- Natural language region descriptions
•••••

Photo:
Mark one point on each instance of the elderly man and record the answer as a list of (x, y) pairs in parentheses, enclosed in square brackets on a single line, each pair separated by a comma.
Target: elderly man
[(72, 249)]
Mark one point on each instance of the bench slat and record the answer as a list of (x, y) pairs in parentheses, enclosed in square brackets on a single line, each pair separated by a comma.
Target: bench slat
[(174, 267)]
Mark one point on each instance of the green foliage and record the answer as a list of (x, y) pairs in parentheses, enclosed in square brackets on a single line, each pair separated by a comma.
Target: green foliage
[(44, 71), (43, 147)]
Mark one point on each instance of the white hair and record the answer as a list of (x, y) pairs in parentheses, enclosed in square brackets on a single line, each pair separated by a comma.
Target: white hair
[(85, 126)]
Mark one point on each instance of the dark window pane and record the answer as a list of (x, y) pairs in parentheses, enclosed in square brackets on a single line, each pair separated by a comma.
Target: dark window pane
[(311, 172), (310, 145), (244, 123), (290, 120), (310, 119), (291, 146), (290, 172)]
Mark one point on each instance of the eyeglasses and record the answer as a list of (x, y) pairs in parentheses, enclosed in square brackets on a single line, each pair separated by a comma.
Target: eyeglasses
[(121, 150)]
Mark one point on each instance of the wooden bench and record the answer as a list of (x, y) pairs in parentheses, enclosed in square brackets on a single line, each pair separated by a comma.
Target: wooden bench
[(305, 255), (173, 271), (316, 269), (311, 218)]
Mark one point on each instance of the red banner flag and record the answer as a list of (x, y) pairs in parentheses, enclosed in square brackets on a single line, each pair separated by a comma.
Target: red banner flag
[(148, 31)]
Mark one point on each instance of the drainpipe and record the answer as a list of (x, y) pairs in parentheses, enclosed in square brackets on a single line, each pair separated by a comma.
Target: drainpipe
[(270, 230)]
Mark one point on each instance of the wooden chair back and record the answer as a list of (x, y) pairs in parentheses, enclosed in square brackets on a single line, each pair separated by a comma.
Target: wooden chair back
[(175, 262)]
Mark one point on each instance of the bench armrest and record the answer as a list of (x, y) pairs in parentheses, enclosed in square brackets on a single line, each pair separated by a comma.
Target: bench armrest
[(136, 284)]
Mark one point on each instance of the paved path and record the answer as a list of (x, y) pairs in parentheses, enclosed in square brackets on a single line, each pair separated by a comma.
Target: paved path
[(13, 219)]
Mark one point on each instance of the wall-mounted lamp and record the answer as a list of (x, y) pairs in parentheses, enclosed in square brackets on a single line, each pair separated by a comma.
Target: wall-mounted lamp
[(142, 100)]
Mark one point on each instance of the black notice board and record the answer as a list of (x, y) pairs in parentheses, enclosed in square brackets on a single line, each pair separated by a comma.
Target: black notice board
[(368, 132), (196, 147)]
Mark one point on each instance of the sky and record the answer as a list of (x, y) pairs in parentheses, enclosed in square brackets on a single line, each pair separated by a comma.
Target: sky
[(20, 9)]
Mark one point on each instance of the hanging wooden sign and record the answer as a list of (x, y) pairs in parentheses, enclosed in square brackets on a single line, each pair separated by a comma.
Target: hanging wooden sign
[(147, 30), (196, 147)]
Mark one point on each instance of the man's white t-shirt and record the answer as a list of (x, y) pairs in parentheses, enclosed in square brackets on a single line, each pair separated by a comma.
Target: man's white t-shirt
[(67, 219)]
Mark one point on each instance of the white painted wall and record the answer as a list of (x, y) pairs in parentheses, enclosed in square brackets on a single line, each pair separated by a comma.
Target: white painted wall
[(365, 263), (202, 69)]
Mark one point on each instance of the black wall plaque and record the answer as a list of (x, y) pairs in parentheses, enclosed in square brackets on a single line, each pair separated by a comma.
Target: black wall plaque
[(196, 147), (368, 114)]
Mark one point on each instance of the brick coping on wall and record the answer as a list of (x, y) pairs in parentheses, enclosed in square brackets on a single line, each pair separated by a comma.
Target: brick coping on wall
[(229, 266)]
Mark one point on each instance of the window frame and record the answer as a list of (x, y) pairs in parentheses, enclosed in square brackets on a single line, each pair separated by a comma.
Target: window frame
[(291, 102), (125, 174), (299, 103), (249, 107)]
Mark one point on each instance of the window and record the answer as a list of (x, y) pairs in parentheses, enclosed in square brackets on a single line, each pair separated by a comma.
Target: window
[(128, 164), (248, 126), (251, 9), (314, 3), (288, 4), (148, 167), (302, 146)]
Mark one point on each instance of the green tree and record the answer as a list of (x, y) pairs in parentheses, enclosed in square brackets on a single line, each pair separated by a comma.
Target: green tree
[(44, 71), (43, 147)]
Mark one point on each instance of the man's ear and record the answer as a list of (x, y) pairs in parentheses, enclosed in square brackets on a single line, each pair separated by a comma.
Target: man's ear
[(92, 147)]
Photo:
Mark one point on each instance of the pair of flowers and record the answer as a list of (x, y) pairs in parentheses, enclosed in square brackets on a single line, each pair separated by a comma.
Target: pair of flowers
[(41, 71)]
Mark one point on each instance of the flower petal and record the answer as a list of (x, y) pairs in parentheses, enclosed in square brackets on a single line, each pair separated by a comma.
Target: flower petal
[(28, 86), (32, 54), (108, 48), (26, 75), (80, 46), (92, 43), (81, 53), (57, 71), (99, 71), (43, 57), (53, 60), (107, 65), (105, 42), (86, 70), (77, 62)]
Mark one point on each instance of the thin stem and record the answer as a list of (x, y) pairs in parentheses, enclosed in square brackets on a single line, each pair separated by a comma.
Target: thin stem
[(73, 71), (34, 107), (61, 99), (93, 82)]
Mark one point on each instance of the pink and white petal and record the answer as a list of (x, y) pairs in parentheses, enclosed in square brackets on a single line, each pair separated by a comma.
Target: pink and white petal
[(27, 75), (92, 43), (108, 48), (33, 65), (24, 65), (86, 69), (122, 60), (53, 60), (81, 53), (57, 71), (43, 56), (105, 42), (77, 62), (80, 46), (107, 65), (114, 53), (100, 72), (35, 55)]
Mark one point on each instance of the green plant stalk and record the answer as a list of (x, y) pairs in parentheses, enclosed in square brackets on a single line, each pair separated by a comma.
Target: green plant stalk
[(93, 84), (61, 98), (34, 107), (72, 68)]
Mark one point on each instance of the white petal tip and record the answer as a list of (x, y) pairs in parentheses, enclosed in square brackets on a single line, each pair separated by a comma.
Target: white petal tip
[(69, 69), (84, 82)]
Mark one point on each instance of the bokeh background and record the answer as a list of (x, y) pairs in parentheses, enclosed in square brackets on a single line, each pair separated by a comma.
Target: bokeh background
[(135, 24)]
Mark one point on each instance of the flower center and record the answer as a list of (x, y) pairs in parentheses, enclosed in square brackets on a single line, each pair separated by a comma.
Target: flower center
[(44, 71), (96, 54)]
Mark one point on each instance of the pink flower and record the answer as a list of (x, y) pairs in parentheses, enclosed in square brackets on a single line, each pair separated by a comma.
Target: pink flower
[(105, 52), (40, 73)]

•••••

- TASK DIRECTIONS
Each entry above needs to be output exactly as written.

- ANSWER BELOW
Photo:
Mark one point on each instance of the elderly man and record the answer as a list of (x, y) pairs in parentheses, enclosed in square brackets on a single line, each pair separated by a comma.
Target: elderly man
[(72, 249)]
Mark one point on each instance of the bench slat and record the answer as a list of (x, y) pairs in parentheses, enclosed in square brackets on a single line, each pair separated by a comma.
Target: bench slat
[(174, 267)]
Mark one point on each instance of the green foliage and record the answer as a list of (x, y) pairs in parentheses, enclosed in square brackets on a single line, each pair separated by a comma.
Target: green foliage
[(44, 71), (43, 147)]
Mark one point on each instance of the white hair and record the answer as a list of (x, y) pairs in parentheses, enclosed in square brackets on a single line, each pair separated by a comma.
Target: white hair
[(85, 126)]
Mark one point on each instance of the dark window pane and record the answer as a list of (x, y) pairs in parentheses, enclosed in square brackets on a single line, each pair separated by a comma.
Target: dark window pane
[(311, 172), (310, 145), (244, 123), (290, 120), (310, 119), (291, 146), (290, 172)]
Mark one point on each instance of the eyeglasses and record the answer as a list of (x, y) pairs in parentheses, enclosed in square brackets on a single line, each pair separated by a comma.
Target: eyeglasses
[(121, 150)]
Mark one point on each instance of the wooden bench and record the answer as a list of (x, y) pairs in parentheses, enclosed in square brackets on a single line, each pair separated by a comma.
Target: wooden bench
[(305, 255), (173, 271), (316, 269), (311, 218)]
Mark one point on each instance of the red banner flag and record the answer as a list of (x, y) pairs in parentheses, enclosed in square brackets on a single line, each pair separated by a comma.
Target: red banner flag
[(148, 31)]
Mark one point on each instance of the drainpipe and record the answer as a list of (x, y) pairs in parentheses, enclosed in square brackets on a single line, each pair separated by a comma.
Target: drainpipe
[(270, 230)]
Mark one point on each instance of the wooden chair back and record the answer as a list of (x, y) pairs in parentheses, enclosed in square brackets on a single line, each pair separated by a comma.
Target: wooden chair back
[(175, 262)]
Mark one point on each instance of the bench armrest and record the answer as a list of (x, y) pairs in parentheses, enclosed in square brackets on a single line, each pair separated by a comma.
Target: bench armrest
[(136, 284)]
Mark one point on each instance of the paved path and record the answer as a list of (x, y) pairs in parentheses, enclosed in square brackets on a single line, each pair separated by a comma.
Target: paved path
[(13, 219)]
Mark one point on each instance of the wall-mounted lamp and record the answer as a list of (x, y) pairs in parentheses, enclosed in square brackets on a single line, each pair separated by a comma.
Target: wall-mounted lamp
[(142, 100)]
Mark one point on each instance of the black notice board and record the answer as a list of (x, y) pairs in parentheses, enclosed in square brackets on a single line, each pair separated by a comma.
Target: black notice board
[(368, 132), (196, 147)]
Mark one point on each instance of the sky and record the answer as a list of (x, y) pairs in parentheses, enclosed in square brackets on a single line, each pair separated by a comma.
Target: sky
[(20, 9)]
Mark one point on each instance of the hanging wooden sign and record the answer as a list of (x, y) pairs in parentheses, enclosed in square brackets on a single line, each pair separated by a comma.
Target: hanging wooden sign
[(147, 30), (196, 147)]
Mark one point on each instance of the man's white t-shirt and record the answer as a list of (x, y) pairs in parentheses, enclosed in square brackets on a single line, each pair separated by a comma.
Target: man's white t-shirt
[(67, 219)]
Mark one point on each instance of the white painted wall and record the answer as a list of (x, y) pairs in parentheses, enclosed in square brackets on a single line, each pair separated by a comma.
Target: white painted wall
[(365, 263), (202, 69)]
Mark one point on each instance of the black wall plaque and record the answer as a list of (x, y) pairs in parentheses, enclosed in square brackets on a single line, each pair separated by a comma.
Target: black wall plaque
[(196, 147), (368, 114)]
Mark one point on each instance of the brick coping on wall and record the answer as a list of (x, y) pairs in parentheses, enclosed in square brackets on a single line, each pair separated by a comma.
Target: brick coping on wall
[(229, 266)]
Mark one point on each instance of the window frame and record the answer as a list of (x, y) pairs in parentheses, enclosed in square brackets on a single line, each pair separated by a comma.
Target: window frame
[(291, 102), (125, 174), (299, 103), (249, 107)]
Mark one point on each instance of the window and record the answer as a list of (x, y) pairs in parentheses, enclosed in square brackets on a single line, each pair separated by a comma.
Target: window
[(128, 164), (248, 126), (251, 9), (314, 3), (288, 4), (148, 167), (302, 146)]
Mark one point on each instance of the green tree and record the answer as a list of (x, y) pairs in parentheses, enclosed in square brackets on a single line, each pair separated by a comma.
Target: green tree
[(44, 71), (43, 147)]
Mark one point on each instance of the man's ear and record the answer as a list of (x, y) pairs in parentheses, enclosed in square brackets on a single line, each pair separated by a comma.
Target: man's ear
[(92, 147)]
Photo:
Mark one point on each instance of the pair of flowers and record the answer as a list of (x, y) pairs in parentheses, enclosed in square brackets on a single line, each pair separated by a comma.
Target: pair of flowers
[(41, 71)]
Mark one point on each instance of the flower petal and record the answer as a list of (x, y) pairs in parentheses, enclosed in square brackets on a single line, each pair separated by a comma.
Target: flower petal
[(28, 86), (32, 54), (108, 48), (26, 75), (80, 46), (92, 43), (81, 53), (57, 71), (99, 71), (43, 57), (53, 60), (107, 65), (105, 42), (86, 70), (77, 62)]
Mark one point on each instance of the thin stem and record the answer as a list of (x, y) pairs in parentheses, enclosed in square brackets on a single line, each pair separated by a comma.
Target: thin stem
[(73, 71), (34, 107), (61, 99), (93, 82)]
Mark one point on each instance of the pink and white petal and record the answer as a list of (x, y) pairs in parentheses, enclosed in square brackets on a single line, each pair separated by a comma.
Target: pink and white petal
[(27, 75), (92, 43), (108, 48), (33, 65), (24, 65), (86, 69), (122, 60), (53, 60), (81, 53), (57, 71), (43, 56), (105, 42), (77, 62), (80, 46), (107, 65), (114, 53), (100, 72), (35, 55)]
Mark one point on each instance of the green plant stalk and record the answer as a list of (x, y) pairs in parentheses, enclosed in square brackets on a single line, each pair separated by a comma.
Target: green plant stalk
[(93, 84), (61, 98), (34, 107), (72, 68)]
Mark one point on each instance of the white petal tip and record the answer as a list of (x, y) pairs in parentheses, enclosed in square brackets on a single line, each pair separated by a comma.
Target: white petal tip
[(69, 69), (84, 82)]
Mark one point on each instance of the bokeh background and record the answer as a list of (x, y) pairs in parentheses, enclosed in square brackets on a single line, each pair separated by a comma.
Target: bokeh background
[(135, 24)]
Mark one point on each instance of the flower center and record the answer as a list of (x, y) pairs in parentheses, enclosed in square brackets on a single line, each pair separated by a comma.
Target: flower center
[(44, 71), (96, 54)]
Mark one point on each instance of the pink flower and record the answer as a list of (x, y) pairs in parentheses, enclosed in square brackets on a single line, each pair separated by a comma.
Target: pink flower
[(105, 52), (40, 73)]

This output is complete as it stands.